Operating System in 1,000 Lines - RISC-V 101

  1. Intro
  2. Getting Started
  3. RISC-V 101
  4. Overview
  5. Boot
  6. Hello World!
  7. C Standard Library
  8. Kernel Panic
  9. Exception
  10. Memory Allocation
  11. Process
  12. Page Table
  13. Application
  14. User Mode
  15. System Call
  16. Disk I/O
  17. File System
  18. Outro

RISC-V

Just like web browsers hide the differences between Windows/macOS/Linux, operating systems hide the differences between CPUs. In other words, operating system is a program which controls the CPU to provide an abstraction layer for applications.

In this book, I chose RISC-V as the target CPU because:

We will write an OS for 32-bit RISC-V. Of course you can write for 64-bit RISC-V with only a few changes. However, the wider bit width makes it slightly more complex, and the longer addresses can be tedious to read.

QEMU virt machine

Computers are composed of various devices: CPU, memory, network cards, hard disks, and so on. For example, although iPhone and Raspberry Pi use Arm CPUs, it's natural to consider them as different computers.

In this book, we support the QEMU virt machine (documentation) because:

RISC-V assembly 101

RISC-V, or RISC-V ISA (Instruction Set Architecture), defines the instructions that the CPU can execute. It's smilar to APIs or programming language specifications for programmers. When you write a C program, the compiler translates it into RISC-V assembly. Unfortunately, you need to write some assembly code to write an OS. But don't worry! Assembly is not as difficult as you might think.

Try Compiler Explorer!

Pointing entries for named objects
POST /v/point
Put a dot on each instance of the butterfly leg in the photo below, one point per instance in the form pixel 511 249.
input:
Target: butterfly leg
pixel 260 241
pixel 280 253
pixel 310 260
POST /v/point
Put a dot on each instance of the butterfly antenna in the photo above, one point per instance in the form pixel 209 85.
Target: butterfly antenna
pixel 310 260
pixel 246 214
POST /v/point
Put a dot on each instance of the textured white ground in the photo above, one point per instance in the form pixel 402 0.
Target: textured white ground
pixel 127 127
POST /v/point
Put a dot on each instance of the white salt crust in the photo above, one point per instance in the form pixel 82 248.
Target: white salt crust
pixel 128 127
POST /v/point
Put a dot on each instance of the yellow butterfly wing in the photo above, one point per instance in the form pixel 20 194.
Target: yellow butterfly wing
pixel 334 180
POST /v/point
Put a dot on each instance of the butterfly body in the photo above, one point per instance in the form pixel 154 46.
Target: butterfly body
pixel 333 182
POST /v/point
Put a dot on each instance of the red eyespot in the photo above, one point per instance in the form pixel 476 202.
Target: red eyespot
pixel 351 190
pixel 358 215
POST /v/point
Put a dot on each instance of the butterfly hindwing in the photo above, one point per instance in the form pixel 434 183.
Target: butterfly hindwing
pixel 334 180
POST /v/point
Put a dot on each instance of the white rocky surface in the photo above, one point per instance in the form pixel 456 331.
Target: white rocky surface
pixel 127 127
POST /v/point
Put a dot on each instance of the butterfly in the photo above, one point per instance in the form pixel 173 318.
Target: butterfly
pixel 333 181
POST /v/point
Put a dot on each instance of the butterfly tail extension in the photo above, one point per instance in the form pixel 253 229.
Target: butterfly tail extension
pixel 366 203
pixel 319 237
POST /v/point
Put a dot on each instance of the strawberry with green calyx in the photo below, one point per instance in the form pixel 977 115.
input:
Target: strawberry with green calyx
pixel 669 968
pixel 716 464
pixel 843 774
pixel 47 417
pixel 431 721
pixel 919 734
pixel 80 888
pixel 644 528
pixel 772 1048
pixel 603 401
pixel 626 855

> _SET OF TASKS_:
1: Using the RISC-V 101 page, decide whether each statement agrees with it, and answer yes or no for each, quoting the words of the page that decide it. (a) The operating system built in the book targets 64-bit RISC-V. (b) An operating system controls the CPU to give applications an abstraction layer. (c) Writing an operating system can be done without any assembly code.
2: Output a verbatim excerpt from the RISC-V 101 page, beginning at the words "In this book, I" and stopping after the words "as different computers.".

> _RESULTS OF THE TASKS_:
1:
(a) No: "We will write an OS for 32-bit RISC-V."
(b) Yes: "operating system is a program which controls the CPU to provide an abstraction layer for applications."
(c) No: "Unfortunately, you need to write some assembly code to write an OS."

2:
In this book, I chose RISC-V as the target CPU because:

We will write an OS for 32-bit RISC-V. Of course you can write for 64-bit RISC-V with only a few changes. However, the wider bit width makes it slightly more complex, and the longer addresses can be tedious to read.

QEMU virt machine

Computers are composed of various devices: CPU, memory, network cards, hard disks, and so on. For example, although iPhone and Raspberry Pi use Arm CPUs, it's natural to consider them as different computers.